● TASK DESCRIPTION: Output the data verbatim, with nothing added or dropped.

● Records drawn from a dataset:
——————

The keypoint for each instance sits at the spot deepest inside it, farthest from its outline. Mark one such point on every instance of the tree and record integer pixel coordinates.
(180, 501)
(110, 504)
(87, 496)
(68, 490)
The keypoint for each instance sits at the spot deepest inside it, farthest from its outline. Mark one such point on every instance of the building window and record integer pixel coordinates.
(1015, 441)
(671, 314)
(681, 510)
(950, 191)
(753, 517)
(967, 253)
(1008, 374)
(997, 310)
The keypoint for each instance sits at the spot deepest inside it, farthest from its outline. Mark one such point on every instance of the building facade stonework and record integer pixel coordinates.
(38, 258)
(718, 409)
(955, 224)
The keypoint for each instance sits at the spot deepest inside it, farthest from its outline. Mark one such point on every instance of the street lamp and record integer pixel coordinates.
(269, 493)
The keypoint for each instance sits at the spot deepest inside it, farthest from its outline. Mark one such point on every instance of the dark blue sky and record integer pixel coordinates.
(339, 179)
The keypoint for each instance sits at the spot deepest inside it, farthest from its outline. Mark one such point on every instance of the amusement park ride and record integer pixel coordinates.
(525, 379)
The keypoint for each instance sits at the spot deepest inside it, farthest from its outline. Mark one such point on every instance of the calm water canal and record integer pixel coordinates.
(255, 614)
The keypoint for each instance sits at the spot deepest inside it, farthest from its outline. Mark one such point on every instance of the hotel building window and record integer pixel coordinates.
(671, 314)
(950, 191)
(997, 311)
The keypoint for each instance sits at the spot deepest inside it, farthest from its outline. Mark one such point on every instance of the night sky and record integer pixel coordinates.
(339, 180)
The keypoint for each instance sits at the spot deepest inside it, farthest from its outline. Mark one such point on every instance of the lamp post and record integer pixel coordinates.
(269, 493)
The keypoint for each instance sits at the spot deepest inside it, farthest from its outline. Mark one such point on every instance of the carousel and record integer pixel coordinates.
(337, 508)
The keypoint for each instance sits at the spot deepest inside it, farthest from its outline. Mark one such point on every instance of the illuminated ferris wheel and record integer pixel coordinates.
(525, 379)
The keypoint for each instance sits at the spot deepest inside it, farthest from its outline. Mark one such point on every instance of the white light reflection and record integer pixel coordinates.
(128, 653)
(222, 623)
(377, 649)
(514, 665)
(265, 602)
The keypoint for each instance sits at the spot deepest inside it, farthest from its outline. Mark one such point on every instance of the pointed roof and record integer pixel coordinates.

——————

● RESPONSE AREA:
The keypoint for each instance sits at the spot deepest inside it, farthest from its outline. Mark one such point on every instance of the tree and record integer pixel coordinates.
(180, 501)
(110, 504)
(87, 496)
(68, 490)
The keypoint for each instance sits at the spot deepest inside it, farthest from its outline. Mark one such point on every instance of the building window and record integer pixel coordinates.
(1015, 441)
(671, 314)
(681, 510)
(950, 191)
(753, 517)
(967, 253)
(1008, 374)
(997, 310)
The keypoint for each instance sits at the spot deepest inside it, farthest from its outline. Mark one such point on every instance of the building facade stonework and record integer pixel coordinates.
(38, 258)
(718, 409)
(955, 224)
The keypoint for each instance sits at the spot deepest inside it, farthest from its outline. Mark one such point on every instance of the street lamp and record integer pixel coordinates.
(269, 493)
The keypoint for each instance sits at the spot deepest inside it, farthest from its outline. Mark one such point on every instance of the dark blue sky and record integer pixel coordinates.
(339, 179)
The keypoint for each instance sits at the spot deepest inside it, farthest from its outline. Mark one such point on every instance of the amusement park ride and record integer pixel coordinates.
(525, 379)
The keypoint for each instance sits at the spot deepest inside it, farthest from its outline. Mark one such point on every instance of the calm water canal and record integer pixel coordinates.
(255, 614)
The keypoint for each instance sits at the spot deepest inside it, farthest from its outline. Mark one such point on every instance of the hotel building window and record integer pixel coordinates.
(671, 314)
(950, 191)
(997, 311)
The keypoint for each instance sits at the spot deepest inside it, farthest from its outline. Mark one such point on every instance of the night sky and record integer pixel coordinates.
(339, 180)
The keypoint for each instance sits at the spot deepest inside it, farthest from its outline. Mark one such point on every instance of the lamp post and record integer pixel coordinates.
(269, 493)
The keypoint for each instance sits at the spot deepest inside it, farthest from its outline. Mark one such point on every instance of the carousel and record integer pixel coordinates.
(337, 508)
The keypoint for each instance sits at the spot deepest inside it, farthest from its outline. Mark one such point on every instance of the illuminated ferris wheel and record integer pixel coordinates.
(525, 379)
The keypoint for each instance sits at the spot deepest inside it, farthest from its outline. Mark one such point on every instance of the white light reflection and record integer pixel coordinates.
(128, 653)
(222, 623)
(377, 649)
(514, 665)
(265, 602)
The keypoint for each instance sits at the spot deepest inside it, farthest from its outline. Mark one such point on every instance of the pointed roof and record integer pixel coordinates.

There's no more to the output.